───── 検討対象本文 ─────
光冨:免疫チェックポイント阻害剤は、いろいろな種類のがん治療において大きな成果を上げつつあります。肺がん治療においては、「これまでの抗がん剤治療に比べて、生存が有意に延長する」というデータも2015年ころから出てきています。特に昨年(2016)は、PD-L1の高発現の肺がんで、プラチナ二剤(プラチナ製剤+その他の抗がん剤の併用)の治療に比べ、明らかに寿命が延びるという発表もされました。
そのように、近年の肺がん治療は目覚ましく進歩しているため、通常は毎年改訂している「肺がん診療ガイドライン」を、数ヶ月ごとに改訂しなければならないほどの状況です。
柳澤:肺がん治療の進歩から目が離せませんね。実際に患者さんを治療するにあたり、「分子標的薬」と「免疫チェックポイント阻害剤」のどちらを選択するかは、どのように決められるのでしょうか。
光冨:まず、EGFRの遺伝子異常を調べ、それがあれば分子標的薬を使います。もし遺伝子異常が見つからなければ、免疫チェックポイント阻害剤が効きそうかどうかを調べます。
─────
上の肺がん治療に関する対談を、最後の発言の後から書き継いでください。
───── 利用可能データ ─────
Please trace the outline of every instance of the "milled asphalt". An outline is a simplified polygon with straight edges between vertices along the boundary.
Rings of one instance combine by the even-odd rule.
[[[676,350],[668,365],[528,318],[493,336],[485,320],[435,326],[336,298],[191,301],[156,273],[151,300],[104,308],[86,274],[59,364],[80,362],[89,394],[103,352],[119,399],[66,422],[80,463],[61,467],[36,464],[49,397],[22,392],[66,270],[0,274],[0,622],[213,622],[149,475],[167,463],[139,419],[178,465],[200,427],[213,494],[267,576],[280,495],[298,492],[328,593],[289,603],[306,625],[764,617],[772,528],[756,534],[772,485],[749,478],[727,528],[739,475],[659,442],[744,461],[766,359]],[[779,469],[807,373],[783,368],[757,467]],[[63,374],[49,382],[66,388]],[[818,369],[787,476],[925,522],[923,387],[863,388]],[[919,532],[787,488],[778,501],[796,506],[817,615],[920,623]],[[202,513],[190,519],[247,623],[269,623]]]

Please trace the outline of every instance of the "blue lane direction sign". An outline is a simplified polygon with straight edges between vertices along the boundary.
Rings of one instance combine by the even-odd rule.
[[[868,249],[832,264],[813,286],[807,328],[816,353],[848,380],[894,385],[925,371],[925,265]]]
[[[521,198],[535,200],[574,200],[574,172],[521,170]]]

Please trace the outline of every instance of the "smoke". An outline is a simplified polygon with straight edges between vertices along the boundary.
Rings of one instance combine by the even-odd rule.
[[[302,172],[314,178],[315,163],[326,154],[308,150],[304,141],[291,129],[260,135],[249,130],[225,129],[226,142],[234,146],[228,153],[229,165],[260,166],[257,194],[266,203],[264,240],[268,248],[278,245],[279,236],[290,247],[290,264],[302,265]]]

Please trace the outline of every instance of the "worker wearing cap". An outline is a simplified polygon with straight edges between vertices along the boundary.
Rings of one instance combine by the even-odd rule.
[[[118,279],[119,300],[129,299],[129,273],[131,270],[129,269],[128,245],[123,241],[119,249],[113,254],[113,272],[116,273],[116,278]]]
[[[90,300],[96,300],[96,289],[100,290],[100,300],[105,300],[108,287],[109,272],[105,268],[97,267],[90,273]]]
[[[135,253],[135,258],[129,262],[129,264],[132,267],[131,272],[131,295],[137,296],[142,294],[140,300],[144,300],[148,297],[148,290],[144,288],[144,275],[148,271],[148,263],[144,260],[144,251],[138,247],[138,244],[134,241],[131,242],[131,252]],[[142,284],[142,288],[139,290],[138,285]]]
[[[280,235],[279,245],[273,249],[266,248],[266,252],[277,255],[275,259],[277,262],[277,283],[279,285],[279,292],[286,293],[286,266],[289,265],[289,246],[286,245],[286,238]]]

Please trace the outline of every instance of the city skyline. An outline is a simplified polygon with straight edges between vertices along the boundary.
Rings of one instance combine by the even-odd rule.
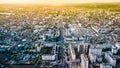
[[[74,3],[113,3],[120,0],[0,0],[0,3],[19,3],[19,4],[74,4]]]

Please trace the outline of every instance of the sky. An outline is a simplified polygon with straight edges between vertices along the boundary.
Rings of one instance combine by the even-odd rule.
[[[120,0],[0,0],[0,3],[27,4],[70,4],[70,3],[106,3],[120,2]]]

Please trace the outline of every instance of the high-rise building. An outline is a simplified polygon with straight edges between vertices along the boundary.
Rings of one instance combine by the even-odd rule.
[[[81,54],[81,68],[89,68],[89,60],[86,54]]]
[[[110,51],[108,51],[108,52],[105,53],[105,59],[112,66],[116,66],[116,58],[112,55],[112,53]]]

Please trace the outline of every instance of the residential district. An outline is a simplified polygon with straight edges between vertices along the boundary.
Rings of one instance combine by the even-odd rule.
[[[0,8],[0,68],[120,68],[120,12]]]

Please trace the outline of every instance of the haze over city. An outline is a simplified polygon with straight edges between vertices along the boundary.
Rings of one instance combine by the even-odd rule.
[[[120,0],[0,0],[0,3],[22,4],[71,4],[71,3],[113,3]]]

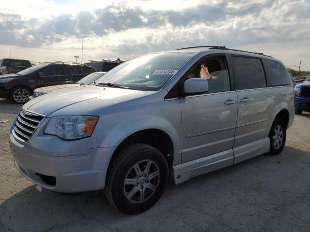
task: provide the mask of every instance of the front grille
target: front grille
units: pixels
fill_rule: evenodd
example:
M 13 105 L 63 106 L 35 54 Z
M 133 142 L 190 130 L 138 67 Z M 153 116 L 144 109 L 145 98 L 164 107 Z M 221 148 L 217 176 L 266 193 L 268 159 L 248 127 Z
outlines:
M 310 87 L 303 87 L 301 89 L 301 96 L 310 97 Z
M 13 127 L 14 137 L 24 143 L 28 141 L 44 117 L 43 115 L 22 109 Z

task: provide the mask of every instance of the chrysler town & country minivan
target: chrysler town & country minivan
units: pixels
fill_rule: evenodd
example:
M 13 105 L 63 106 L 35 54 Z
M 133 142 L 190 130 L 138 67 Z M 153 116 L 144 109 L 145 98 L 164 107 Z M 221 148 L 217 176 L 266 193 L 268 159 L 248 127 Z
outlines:
M 52 101 L 51 101 L 51 99 Z M 283 149 L 294 94 L 282 63 L 225 47 L 157 52 L 24 105 L 10 144 L 17 169 L 62 192 L 104 189 L 121 211 L 175 184 Z

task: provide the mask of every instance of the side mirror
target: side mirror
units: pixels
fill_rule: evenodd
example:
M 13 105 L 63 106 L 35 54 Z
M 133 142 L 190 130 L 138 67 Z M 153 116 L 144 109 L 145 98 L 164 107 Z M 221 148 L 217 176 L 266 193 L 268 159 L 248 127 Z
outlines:
M 208 91 L 209 84 L 205 79 L 190 78 L 184 83 L 184 93 L 186 94 L 202 93 Z

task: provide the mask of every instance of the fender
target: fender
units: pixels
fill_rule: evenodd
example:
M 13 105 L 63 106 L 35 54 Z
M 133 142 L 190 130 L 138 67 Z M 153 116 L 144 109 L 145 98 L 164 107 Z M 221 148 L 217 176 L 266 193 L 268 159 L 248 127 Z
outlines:
M 177 122 L 175 125 L 181 126 Z M 173 164 L 181 163 L 181 135 L 178 132 L 180 130 L 166 119 L 157 116 L 142 116 L 124 121 L 110 130 L 104 131 L 101 136 L 92 136 L 93 139 L 90 140 L 87 148 L 117 147 L 130 135 L 146 129 L 158 129 L 166 132 L 173 144 Z

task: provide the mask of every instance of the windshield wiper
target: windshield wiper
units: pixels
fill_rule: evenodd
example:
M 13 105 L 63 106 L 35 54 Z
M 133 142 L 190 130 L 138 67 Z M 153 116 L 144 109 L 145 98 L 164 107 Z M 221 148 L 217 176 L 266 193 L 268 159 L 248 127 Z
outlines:
M 108 87 L 116 87 L 117 88 L 125 88 L 126 89 L 132 89 L 132 88 L 127 87 L 126 86 L 121 86 L 120 85 L 116 85 L 116 84 L 112 84 L 112 83 L 98 83 L 96 84 L 96 85 L 99 85 L 100 86 L 106 86 Z

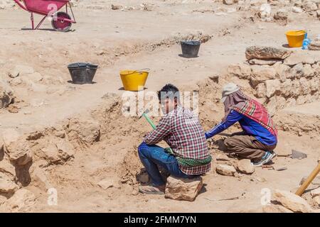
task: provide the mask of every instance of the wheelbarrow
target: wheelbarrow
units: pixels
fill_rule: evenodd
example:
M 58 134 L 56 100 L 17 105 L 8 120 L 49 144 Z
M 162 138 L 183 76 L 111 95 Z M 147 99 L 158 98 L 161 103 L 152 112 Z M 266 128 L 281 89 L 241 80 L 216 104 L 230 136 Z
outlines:
M 76 23 L 69 0 L 14 0 L 20 7 L 31 13 L 32 30 L 38 29 L 48 17 L 57 31 L 67 32 L 73 23 Z M 58 11 L 65 6 L 65 12 Z M 73 19 L 68 14 L 68 6 Z M 40 23 L 34 26 L 33 13 L 44 16 Z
─────
**結果**.
というのも、免疫チェックポイント阻害剤は、残念ながら誰にでも効果があるわけではないんです。患者さんのうち、2割程度の人に効果があるとされています。
その2割をどのように見分けるかとして、現在一番期待されているものは、「PD-L1を染色してみる」という方法です。しかしそれも、“染まる人は効きやすい”と予想されますが、“絶対に効く”のではありません。
柳澤:今のところ、まだたくさんの課題があるとはいえ、個々の患者さんの遺伝子を調べて治療ができるようになってきていることは非常に大きな進歩ですよね。現在も研究が続けられている治療法ですし、これからもっと多くの患者さんに効くようになっていくことを期待しています。